+++ Quoted text +++
Fr., 10.06.2016, 13:15 Uhr, WIL/C115 On products of amalgams and amalgams of products
Maja Pech
We study amalgamated free sums in strict amalgamation classes of finite relational structures that are closed with respect to finite products. Examples of such classes are the class of finite partial orders, the class of non-empty finite metric spaces, the class of finite simple graphs, … In particular, we are interested in the interaction between amalgamated free sums and direct products. It turns out that there is a canonical homomorphism between the amalgamated free sum of products and the product of amalgamated free sums. When is this canonical homomorphism an embedding? In this talk we will present results toward the general answer to this question.
Fr., 3.6.2016, 13:15 Uhr,  WIL/C115 Constraint Propagation and Pebble Games
Christoph Berkholz (Humboldt-Universität zu Berlin)
A generic method for solving the constraint satisfaction problem is "constraint propagation" where one iteratively derives new constraints in order to shrink the search space or to detect inconsistencies in the instance. A classical and very basic algorithm in this area is the so-called k-consistency test that iteratively derives local constraints involving only k variables. In this talk I will give an introduction to this method and show that the k-consistency test is tightly connected to a simple combinatorial pebble game originally introduced in the context of finite model theory. Afterwards I will present some results on the structure and complexity of the k-consistency test that have been obtained via this pebble game in the last years.
Fr., 18.3.2016, 13:15 Uhr,  WIL/C115 Strong Partial Clones and the Complexity of Constraint Satisfaction Problems
Victor Lagerqvist

This seminar is concerned with properties of strong partial clones and their applicability to study the computational complexity of constraint satisfaction problems. Loosely, the approach boils down to the well-known fact that sets of relations invariant under partial functions can be characterized by primitive positive definitions without existential quantification. These quantifier-free primitive positive definitions provides a method to study the complexity of problems where the normal Galois connection between clones and relational clones does not result in reductions that are fine-grained enough. We are going to see applications of partial clone theory to study the worst-case time complexity of NP-complete Boolean constraint satisfaction problems, and also touch upon some unavoidable complications with this strategy, which somewhat limits its applicability in practice.
+++
# Parts of the exercise:
1. Who is listed as the speaker on "Constraint Propagation and Pebble Games" in the seminar listings, and with which institution?
2. Continue the seminar listings on constraint satisfaction and amalgamation from the point where they end.
+++ Extracted entries +++
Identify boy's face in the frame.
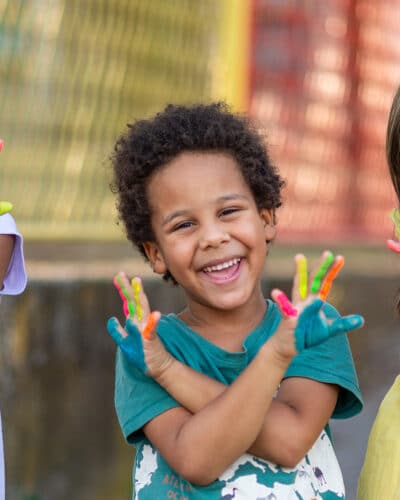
[144,152,275,310]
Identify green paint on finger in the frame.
[311,252,335,293]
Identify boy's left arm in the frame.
[0,234,15,290]
[155,344,339,467]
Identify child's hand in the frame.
[107,273,174,378]
[0,201,13,215]
[271,252,364,357]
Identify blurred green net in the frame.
[0,0,227,239]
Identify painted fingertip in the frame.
[275,292,298,317]
[0,201,14,215]
[348,314,364,328]
[386,240,400,253]
[107,316,119,329]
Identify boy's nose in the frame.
[200,226,230,250]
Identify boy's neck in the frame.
[178,294,267,352]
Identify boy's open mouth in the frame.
[203,257,242,282]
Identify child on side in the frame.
[357,87,400,500]
[0,202,26,500]
[108,104,362,500]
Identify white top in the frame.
[0,214,26,295]
[0,214,27,500]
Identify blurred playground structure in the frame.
[0,0,400,500]
[0,0,400,243]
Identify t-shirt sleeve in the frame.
[114,349,180,444]
[285,303,363,418]
[0,214,27,295]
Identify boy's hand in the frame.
[107,273,174,378]
[271,252,364,357]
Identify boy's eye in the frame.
[172,220,193,231]
[221,207,239,216]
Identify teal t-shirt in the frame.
[115,300,362,500]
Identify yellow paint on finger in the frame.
[131,278,143,321]
[296,255,308,300]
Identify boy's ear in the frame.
[260,208,276,242]
[143,241,168,274]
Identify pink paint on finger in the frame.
[275,292,297,316]
[142,312,158,340]
[386,240,400,253]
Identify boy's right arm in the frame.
[0,234,15,290]
[144,338,291,485]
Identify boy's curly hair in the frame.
[111,102,284,279]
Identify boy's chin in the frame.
[386,240,400,253]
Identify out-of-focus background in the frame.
[0,0,400,500]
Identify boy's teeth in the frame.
[204,259,240,273]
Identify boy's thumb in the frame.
[107,317,125,345]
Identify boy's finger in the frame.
[271,288,298,317]
[386,240,400,253]
[107,317,128,345]
[319,255,344,300]
[113,272,135,318]
[292,253,308,304]
[329,314,364,336]
[310,250,335,294]
[301,298,324,317]
[0,201,14,215]
[390,208,400,240]
[131,276,150,321]
[142,311,161,340]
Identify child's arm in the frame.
[110,256,362,482]
[144,337,291,484]
[0,234,15,290]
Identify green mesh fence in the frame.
[0,0,220,239]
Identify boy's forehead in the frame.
[148,152,252,212]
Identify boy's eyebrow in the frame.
[161,194,249,226]
[162,210,189,226]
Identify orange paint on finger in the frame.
[142,312,157,340]
[319,255,344,300]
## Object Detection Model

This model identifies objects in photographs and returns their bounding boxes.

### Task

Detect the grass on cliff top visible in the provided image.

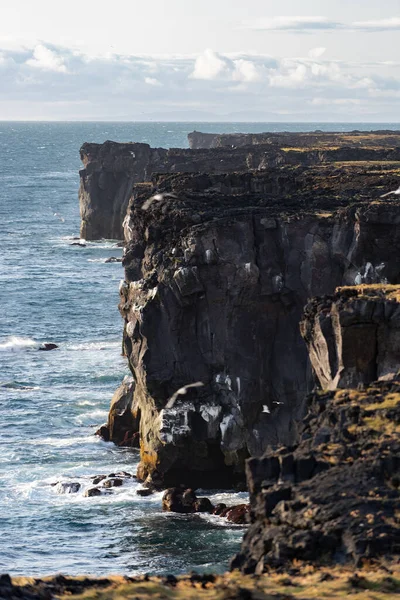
[336,283,400,302]
[15,565,400,600]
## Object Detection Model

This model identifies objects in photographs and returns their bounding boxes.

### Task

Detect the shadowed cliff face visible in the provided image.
[79,132,400,240]
[232,286,400,573]
[120,162,400,486]
[301,286,400,389]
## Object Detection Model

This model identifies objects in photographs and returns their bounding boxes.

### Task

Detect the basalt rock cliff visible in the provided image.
[79,132,400,240]
[116,150,400,487]
[232,286,400,573]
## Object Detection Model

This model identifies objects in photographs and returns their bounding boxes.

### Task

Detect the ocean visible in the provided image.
[0,122,400,576]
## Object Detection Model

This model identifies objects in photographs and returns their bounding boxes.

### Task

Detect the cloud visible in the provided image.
[352,17,400,31]
[26,44,67,73]
[190,49,262,83]
[190,49,230,81]
[308,48,326,58]
[249,16,341,32]
[0,42,400,121]
[144,77,162,86]
[244,16,400,33]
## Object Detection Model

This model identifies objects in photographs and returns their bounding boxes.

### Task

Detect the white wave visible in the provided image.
[88,258,107,263]
[29,435,101,448]
[68,341,121,351]
[0,336,40,352]
[0,381,40,392]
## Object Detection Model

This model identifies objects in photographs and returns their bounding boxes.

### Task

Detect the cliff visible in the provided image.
[5,565,400,600]
[116,155,400,487]
[301,284,400,389]
[232,286,400,573]
[79,132,400,240]
[188,130,400,150]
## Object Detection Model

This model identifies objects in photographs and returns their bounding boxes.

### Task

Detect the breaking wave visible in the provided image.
[0,336,40,352]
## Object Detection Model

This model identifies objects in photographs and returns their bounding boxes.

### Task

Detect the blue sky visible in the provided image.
[0,0,400,122]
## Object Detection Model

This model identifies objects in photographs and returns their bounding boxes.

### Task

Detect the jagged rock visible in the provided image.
[194,498,214,513]
[213,502,226,516]
[92,475,107,485]
[38,342,58,351]
[103,477,124,488]
[102,376,140,448]
[221,504,250,525]
[77,131,400,245]
[232,380,400,573]
[301,284,400,390]
[83,488,101,498]
[94,423,110,442]
[136,488,154,498]
[120,162,400,488]
[55,481,81,494]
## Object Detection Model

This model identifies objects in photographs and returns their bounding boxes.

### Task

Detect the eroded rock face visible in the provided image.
[78,132,400,245]
[103,377,140,448]
[120,162,400,487]
[301,286,400,389]
[232,380,400,573]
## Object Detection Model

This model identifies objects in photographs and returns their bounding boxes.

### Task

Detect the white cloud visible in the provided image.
[191,49,229,81]
[190,49,262,83]
[310,98,362,106]
[244,16,400,33]
[308,47,326,58]
[0,43,400,121]
[26,44,67,73]
[144,77,162,86]
[249,16,340,31]
[353,17,400,31]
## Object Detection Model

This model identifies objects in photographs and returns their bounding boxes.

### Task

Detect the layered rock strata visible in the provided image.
[116,155,400,487]
[79,132,400,240]
[188,130,400,149]
[301,284,400,389]
[232,286,400,573]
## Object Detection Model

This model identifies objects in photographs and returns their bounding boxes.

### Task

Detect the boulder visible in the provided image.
[83,488,101,498]
[55,481,81,494]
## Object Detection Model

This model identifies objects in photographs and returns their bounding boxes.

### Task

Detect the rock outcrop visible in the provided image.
[301,284,400,390]
[232,381,400,573]
[188,130,400,150]
[116,155,400,487]
[232,286,400,573]
[98,377,140,448]
[79,132,400,240]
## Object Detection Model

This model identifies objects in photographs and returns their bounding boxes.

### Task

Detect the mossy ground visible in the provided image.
[13,565,400,600]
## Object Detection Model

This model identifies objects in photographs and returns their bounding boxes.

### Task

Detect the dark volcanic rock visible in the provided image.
[83,488,101,498]
[232,381,400,573]
[55,481,81,494]
[78,132,400,240]
[120,168,400,488]
[103,477,124,488]
[102,377,140,448]
[301,284,400,390]
[38,343,58,351]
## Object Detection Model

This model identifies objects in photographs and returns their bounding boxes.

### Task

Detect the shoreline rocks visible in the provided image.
[162,487,250,525]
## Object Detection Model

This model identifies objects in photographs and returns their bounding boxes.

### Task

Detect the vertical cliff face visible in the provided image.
[79,142,164,240]
[232,285,400,573]
[120,161,400,486]
[79,132,400,240]
[301,286,400,389]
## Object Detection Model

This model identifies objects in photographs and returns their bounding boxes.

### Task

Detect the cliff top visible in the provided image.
[7,565,400,600]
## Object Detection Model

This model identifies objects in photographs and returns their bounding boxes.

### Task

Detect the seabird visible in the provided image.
[165,381,204,408]
[381,186,400,198]
[142,192,178,210]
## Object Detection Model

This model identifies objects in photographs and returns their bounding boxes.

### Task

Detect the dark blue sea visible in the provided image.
[0,122,400,576]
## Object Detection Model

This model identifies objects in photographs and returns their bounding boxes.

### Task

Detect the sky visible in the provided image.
[0,0,400,122]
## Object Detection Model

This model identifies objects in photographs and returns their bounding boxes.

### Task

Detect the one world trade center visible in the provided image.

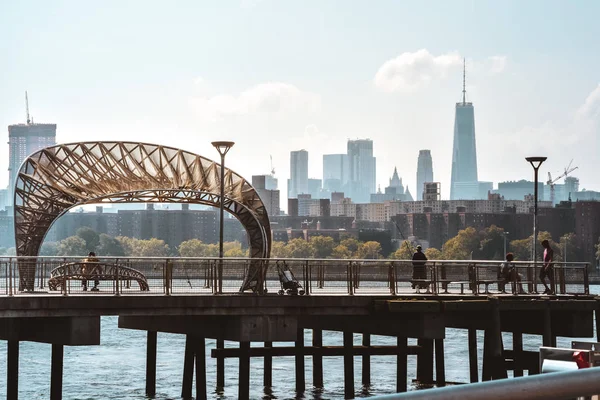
[450,59,479,200]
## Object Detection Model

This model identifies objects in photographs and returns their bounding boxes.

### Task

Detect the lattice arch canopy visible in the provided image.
[14,142,271,258]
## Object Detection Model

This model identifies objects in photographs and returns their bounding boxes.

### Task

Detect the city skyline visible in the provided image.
[0,1,600,203]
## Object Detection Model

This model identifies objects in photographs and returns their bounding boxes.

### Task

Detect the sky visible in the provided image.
[0,0,600,208]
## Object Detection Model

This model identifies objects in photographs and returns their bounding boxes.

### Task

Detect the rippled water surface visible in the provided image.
[0,286,600,400]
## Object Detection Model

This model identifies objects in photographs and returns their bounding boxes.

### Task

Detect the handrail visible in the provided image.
[0,257,590,296]
[371,367,600,400]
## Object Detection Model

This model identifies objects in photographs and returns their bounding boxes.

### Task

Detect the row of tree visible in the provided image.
[0,225,600,261]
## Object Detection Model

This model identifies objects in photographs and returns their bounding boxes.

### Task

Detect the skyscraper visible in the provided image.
[450,59,479,200]
[288,150,308,199]
[323,154,349,192]
[348,139,377,203]
[417,150,433,200]
[8,92,56,204]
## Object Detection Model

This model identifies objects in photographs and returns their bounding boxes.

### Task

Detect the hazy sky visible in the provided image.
[0,0,600,203]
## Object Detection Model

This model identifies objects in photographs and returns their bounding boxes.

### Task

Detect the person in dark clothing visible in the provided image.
[83,251,100,292]
[540,240,554,294]
[412,245,429,290]
[500,253,523,293]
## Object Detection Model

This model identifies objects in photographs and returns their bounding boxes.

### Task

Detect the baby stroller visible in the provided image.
[275,261,304,296]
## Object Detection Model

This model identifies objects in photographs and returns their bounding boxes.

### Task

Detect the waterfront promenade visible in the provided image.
[0,258,599,399]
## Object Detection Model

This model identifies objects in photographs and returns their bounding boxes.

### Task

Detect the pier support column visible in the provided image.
[396,336,408,393]
[469,328,479,383]
[295,327,306,394]
[146,331,157,397]
[238,342,250,399]
[417,339,433,383]
[181,335,194,399]
[313,329,323,388]
[362,333,370,386]
[435,339,446,387]
[596,300,600,342]
[482,298,508,381]
[344,331,354,399]
[50,344,64,400]
[513,331,523,377]
[6,340,19,400]
[543,302,556,347]
[263,342,273,387]
[194,336,206,400]
[217,339,225,392]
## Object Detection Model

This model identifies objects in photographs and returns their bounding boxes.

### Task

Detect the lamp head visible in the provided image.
[525,157,548,169]
[211,141,235,156]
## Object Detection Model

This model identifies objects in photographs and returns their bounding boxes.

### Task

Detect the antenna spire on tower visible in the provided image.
[25,90,31,125]
[463,58,467,105]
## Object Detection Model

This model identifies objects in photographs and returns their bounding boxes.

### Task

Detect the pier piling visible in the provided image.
[313,329,323,388]
[417,338,433,383]
[238,342,250,399]
[295,327,306,394]
[181,335,194,399]
[362,333,370,386]
[194,336,206,400]
[396,336,408,393]
[263,342,273,387]
[50,344,64,400]
[146,331,157,397]
[434,339,446,387]
[6,340,19,400]
[469,328,479,383]
[217,338,225,392]
[344,331,354,399]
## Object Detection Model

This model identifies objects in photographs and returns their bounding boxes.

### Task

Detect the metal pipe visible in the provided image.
[372,368,600,400]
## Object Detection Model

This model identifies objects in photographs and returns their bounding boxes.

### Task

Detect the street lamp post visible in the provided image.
[212,141,235,293]
[525,157,548,290]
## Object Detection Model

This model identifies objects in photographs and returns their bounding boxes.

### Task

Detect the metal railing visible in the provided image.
[373,368,600,400]
[0,257,589,296]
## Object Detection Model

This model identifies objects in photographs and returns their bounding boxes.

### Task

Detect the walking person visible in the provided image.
[540,240,554,294]
[500,253,523,294]
[82,251,100,292]
[412,245,429,292]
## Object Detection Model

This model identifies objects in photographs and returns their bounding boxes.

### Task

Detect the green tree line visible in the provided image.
[0,225,600,261]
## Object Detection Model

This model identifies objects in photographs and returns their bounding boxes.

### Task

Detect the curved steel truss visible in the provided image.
[14,142,271,258]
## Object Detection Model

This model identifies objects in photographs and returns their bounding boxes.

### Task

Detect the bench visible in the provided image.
[48,262,150,291]
[435,263,476,294]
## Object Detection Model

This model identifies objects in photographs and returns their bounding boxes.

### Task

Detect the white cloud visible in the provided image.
[373,49,507,92]
[374,49,463,92]
[575,84,600,121]
[486,56,506,74]
[190,82,321,121]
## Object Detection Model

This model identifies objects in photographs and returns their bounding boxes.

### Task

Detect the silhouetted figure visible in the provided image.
[82,251,100,292]
[540,240,554,294]
[500,253,523,293]
[412,245,429,290]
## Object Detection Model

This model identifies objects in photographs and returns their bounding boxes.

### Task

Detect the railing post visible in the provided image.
[304,260,310,296]
[388,261,396,296]
[346,261,354,296]
[8,258,13,297]
[62,264,67,296]
[164,259,173,296]
[430,261,438,295]
[583,263,588,296]
[115,265,120,296]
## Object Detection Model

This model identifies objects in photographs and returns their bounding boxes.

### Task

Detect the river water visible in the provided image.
[0,285,600,400]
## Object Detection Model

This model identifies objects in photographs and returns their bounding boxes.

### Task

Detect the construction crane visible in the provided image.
[546,160,579,205]
[269,154,275,176]
[25,90,31,125]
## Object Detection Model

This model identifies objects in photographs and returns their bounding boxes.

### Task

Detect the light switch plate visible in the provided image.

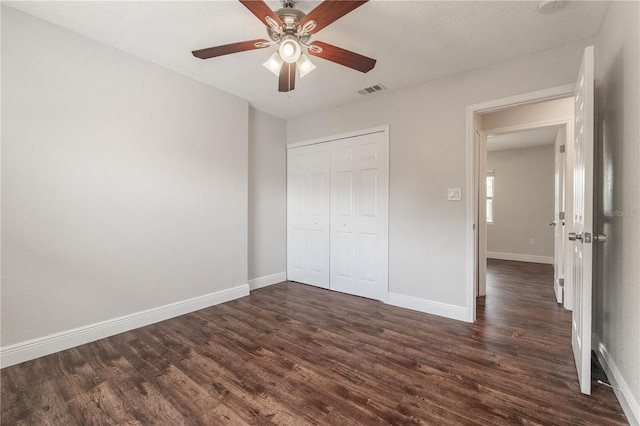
[447,188,462,201]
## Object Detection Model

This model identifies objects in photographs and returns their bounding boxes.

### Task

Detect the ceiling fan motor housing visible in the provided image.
[267,6,309,43]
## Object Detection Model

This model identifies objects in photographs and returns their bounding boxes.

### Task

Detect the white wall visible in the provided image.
[487,145,555,263]
[287,40,593,317]
[594,2,640,424]
[249,108,287,288]
[1,7,248,348]
[479,96,573,130]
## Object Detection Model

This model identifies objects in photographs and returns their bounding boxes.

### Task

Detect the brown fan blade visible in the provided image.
[307,41,376,72]
[278,62,296,92]
[240,0,282,27]
[191,39,269,59]
[299,0,369,34]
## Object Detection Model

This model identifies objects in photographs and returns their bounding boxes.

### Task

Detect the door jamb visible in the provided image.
[466,83,575,322]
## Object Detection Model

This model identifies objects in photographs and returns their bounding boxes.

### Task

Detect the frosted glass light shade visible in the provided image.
[297,53,316,78]
[262,52,282,77]
[278,35,302,64]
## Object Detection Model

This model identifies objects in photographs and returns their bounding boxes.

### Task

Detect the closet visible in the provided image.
[287,127,389,300]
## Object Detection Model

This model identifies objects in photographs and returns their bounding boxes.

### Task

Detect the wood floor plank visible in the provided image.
[0,260,627,426]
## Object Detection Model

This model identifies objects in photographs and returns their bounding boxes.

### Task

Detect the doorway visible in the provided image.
[467,85,575,321]
[476,97,573,304]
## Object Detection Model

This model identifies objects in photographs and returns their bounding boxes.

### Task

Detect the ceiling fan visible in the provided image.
[191,0,376,92]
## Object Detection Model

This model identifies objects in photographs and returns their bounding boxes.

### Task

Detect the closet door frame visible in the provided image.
[287,125,389,303]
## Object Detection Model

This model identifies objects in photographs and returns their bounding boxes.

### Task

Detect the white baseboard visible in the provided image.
[592,335,640,426]
[249,272,287,291]
[487,251,553,265]
[0,284,249,368]
[386,293,469,321]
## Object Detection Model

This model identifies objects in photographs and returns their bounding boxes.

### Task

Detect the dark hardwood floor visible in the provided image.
[0,261,626,426]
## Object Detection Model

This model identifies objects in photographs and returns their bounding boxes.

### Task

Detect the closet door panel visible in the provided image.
[330,133,388,300]
[287,144,331,288]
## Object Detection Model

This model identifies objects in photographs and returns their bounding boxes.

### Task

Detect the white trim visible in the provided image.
[248,272,287,291]
[386,293,467,321]
[287,124,389,149]
[465,83,575,322]
[487,251,553,265]
[592,334,640,426]
[0,284,249,368]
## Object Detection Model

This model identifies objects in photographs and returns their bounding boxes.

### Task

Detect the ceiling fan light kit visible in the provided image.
[191,0,376,92]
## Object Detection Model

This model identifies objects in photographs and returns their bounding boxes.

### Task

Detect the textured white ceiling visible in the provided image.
[3,0,608,119]
[487,126,559,151]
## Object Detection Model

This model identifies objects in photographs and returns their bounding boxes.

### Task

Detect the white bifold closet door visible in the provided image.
[287,144,330,288]
[329,133,389,300]
[287,131,389,300]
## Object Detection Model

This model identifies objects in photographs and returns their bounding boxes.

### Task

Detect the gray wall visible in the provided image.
[594,2,640,416]
[287,40,593,312]
[249,108,287,280]
[487,145,555,263]
[1,7,249,346]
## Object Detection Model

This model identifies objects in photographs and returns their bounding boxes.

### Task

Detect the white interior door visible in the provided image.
[552,127,567,303]
[287,144,331,288]
[570,46,594,394]
[331,132,389,300]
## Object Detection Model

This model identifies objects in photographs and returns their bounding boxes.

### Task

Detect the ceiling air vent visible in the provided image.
[358,83,387,96]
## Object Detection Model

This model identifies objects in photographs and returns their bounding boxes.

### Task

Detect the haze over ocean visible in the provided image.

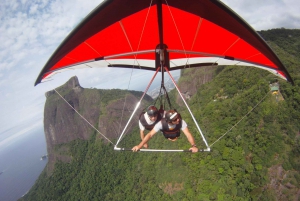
[0,128,48,201]
[0,71,180,201]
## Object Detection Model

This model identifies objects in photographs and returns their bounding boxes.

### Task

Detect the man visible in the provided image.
[132,110,198,153]
[139,105,163,148]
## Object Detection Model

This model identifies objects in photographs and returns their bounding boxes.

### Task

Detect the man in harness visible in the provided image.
[132,110,198,152]
[139,105,163,148]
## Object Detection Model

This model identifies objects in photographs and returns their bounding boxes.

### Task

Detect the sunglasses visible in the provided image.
[148,114,157,118]
[172,116,180,122]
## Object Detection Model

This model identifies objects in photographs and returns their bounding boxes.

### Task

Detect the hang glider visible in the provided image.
[35,0,293,151]
[35,0,292,85]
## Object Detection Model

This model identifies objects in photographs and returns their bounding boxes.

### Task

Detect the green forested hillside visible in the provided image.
[21,29,300,201]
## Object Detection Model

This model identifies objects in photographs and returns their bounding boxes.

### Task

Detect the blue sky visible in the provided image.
[0,0,300,147]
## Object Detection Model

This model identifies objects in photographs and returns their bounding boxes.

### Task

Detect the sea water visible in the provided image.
[0,128,48,201]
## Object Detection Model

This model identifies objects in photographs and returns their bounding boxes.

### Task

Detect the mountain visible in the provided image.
[44,76,152,173]
[21,29,300,201]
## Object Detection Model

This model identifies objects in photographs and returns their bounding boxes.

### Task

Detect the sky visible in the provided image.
[0,0,300,147]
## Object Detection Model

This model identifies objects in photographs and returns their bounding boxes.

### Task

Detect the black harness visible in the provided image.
[139,112,162,131]
[161,116,182,139]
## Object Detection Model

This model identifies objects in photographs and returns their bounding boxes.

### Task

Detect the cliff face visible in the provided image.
[177,66,217,104]
[44,77,152,172]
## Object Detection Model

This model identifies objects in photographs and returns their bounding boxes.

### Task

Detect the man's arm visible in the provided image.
[140,130,148,149]
[182,127,198,152]
[131,129,156,151]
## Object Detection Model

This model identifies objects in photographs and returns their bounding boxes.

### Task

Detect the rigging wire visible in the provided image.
[210,90,271,147]
[54,88,115,145]
[119,0,153,137]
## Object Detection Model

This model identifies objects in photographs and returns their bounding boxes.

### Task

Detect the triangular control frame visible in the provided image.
[114,46,210,152]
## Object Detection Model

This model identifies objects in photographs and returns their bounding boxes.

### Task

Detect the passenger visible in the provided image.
[132,110,198,152]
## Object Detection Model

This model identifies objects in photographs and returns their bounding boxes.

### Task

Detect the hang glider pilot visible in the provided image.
[132,110,198,152]
[139,105,164,148]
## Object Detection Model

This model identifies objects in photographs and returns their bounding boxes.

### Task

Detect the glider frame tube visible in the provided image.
[165,68,210,151]
[114,147,210,152]
[115,68,160,148]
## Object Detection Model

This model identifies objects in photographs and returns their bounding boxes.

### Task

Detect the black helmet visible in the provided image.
[166,110,179,122]
[147,105,158,117]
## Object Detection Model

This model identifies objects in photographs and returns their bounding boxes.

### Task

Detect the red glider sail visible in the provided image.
[35,0,292,85]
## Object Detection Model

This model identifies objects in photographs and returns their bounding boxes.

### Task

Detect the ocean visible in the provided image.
[0,71,180,201]
[0,128,48,201]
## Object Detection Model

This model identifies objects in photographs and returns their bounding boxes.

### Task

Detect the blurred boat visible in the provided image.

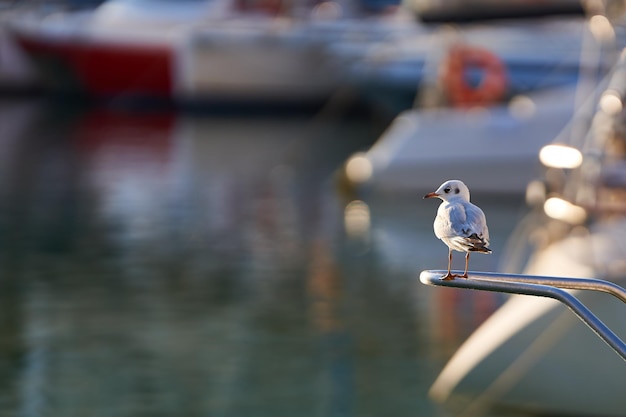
[8,0,220,97]
[176,12,421,102]
[408,0,583,23]
[346,85,575,196]
[424,39,626,417]
[348,16,624,110]
[0,4,41,93]
[4,0,418,105]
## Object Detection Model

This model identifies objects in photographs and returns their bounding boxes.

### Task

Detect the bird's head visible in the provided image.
[424,180,470,201]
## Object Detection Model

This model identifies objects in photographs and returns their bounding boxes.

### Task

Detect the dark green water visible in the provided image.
[0,98,520,417]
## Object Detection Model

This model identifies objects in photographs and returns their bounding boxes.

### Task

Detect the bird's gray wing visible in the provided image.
[463,203,489,245]
[435,204,468,239]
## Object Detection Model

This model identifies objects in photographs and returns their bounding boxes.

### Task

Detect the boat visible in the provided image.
[346,85,576,196]
[8,0,418,103]
[430,35,626,417]
[7,0,221,98]
[348,16,625,114]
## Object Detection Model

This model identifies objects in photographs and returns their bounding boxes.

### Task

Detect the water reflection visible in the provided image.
[0,99,517,416]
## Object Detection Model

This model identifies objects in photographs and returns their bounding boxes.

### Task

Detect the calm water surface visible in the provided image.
[0,98,521,417]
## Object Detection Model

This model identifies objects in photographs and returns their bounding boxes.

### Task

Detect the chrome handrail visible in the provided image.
[420,270,626,360]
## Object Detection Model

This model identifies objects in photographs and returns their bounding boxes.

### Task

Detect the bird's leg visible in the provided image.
[461,252,469,278]
[441,249,456,281]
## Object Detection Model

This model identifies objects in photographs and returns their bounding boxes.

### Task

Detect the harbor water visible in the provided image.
[0,100,524,417]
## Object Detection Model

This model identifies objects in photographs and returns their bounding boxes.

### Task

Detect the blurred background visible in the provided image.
[0,0,626,417]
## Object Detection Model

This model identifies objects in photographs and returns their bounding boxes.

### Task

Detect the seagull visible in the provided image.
[424,180,491,280]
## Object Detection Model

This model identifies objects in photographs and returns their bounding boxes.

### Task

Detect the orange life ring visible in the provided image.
[442,45,508,107]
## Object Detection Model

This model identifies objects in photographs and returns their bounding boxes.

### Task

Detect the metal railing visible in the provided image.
[420,270,626,360]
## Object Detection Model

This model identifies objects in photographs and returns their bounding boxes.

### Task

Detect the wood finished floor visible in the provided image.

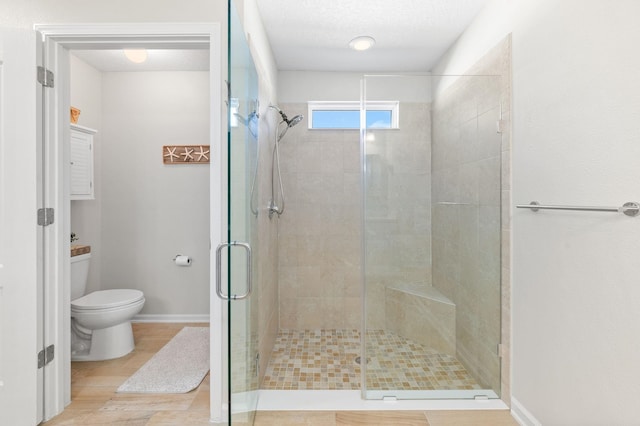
[44,323,517,426]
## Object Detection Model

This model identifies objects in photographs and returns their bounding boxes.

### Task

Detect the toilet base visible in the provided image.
[71,318,134,361]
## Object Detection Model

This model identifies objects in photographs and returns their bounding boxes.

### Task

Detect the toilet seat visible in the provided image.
[71,289,144,312]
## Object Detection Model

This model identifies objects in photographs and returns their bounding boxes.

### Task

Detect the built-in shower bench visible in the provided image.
[385,283,456,356]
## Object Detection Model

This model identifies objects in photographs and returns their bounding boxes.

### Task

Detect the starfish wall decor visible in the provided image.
[162,145,211,164]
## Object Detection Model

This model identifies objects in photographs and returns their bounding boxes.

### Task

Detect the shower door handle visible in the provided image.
[216,241,252,300]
+++
# Responses for each task:
1. Christoph Berkholz, of Humboldt-Universität zu Berlin.

2.
Fr., 5.2.2016, 13:15 Uhr,  WIL/C115 Unifying Tone System Definitions: Ordering Chromas
Tobias Schlemmer

The talk describes the background of a musical tone system definition that has been proposed  [1] in the proceedings of the MCM2015 in London.[2] This definition uses abstract ordered groups as interval groups. The common operation of octave identification is replaced by a folding operation for ordered sets that is based on the factorisation of groups by normal subgroups. The resulting structure is used to provide a chroma system definition that can preserve a certain amount of the order relation. Additionally, a path is shown that allows the integration of the David Lewin's theory of Generalized Interval Systems into the extensional language that has been proposed by Rudolf Wille and Wilfried Neumaier.
[1] http://link.springer.com/chapter/10.1007/978-3-319-20603-5_30
[2] http://mcm2015.qmul.ac.uk/

Mo., 1.2.2016, 16:40 Uhr, WIL/C207 Mathematische Morphologie und ihre Fuzzyfizierung
Lars Lumpe (Diplomverteidigung, Betreuer: Prof. S. Schmidt)
Fr., 29.1.2016, 13:15 Uhr,  WIL/C115 Laws for finite groups
Andreas Thom
Fr., 22.1.2016, 13:15 Uhr,  WIL/C115 Lattice-valued functions
Eszter Horvath (Universität Szeged)
Fr., 15.1.2016, 13:15 Uhr,  WIL/C115 The complexity of CSPs for reducts of the random partial order
Trung Van Pham

The random partial order is defined as the Fraissé limit of the class of finite partial orders. In this talk, we will give a full complexity classification for the constraint satisfaction problems (CSPs) on the class of reducts of the random partial order. This result confirms a dichotomy conjecture on infinite CSPs.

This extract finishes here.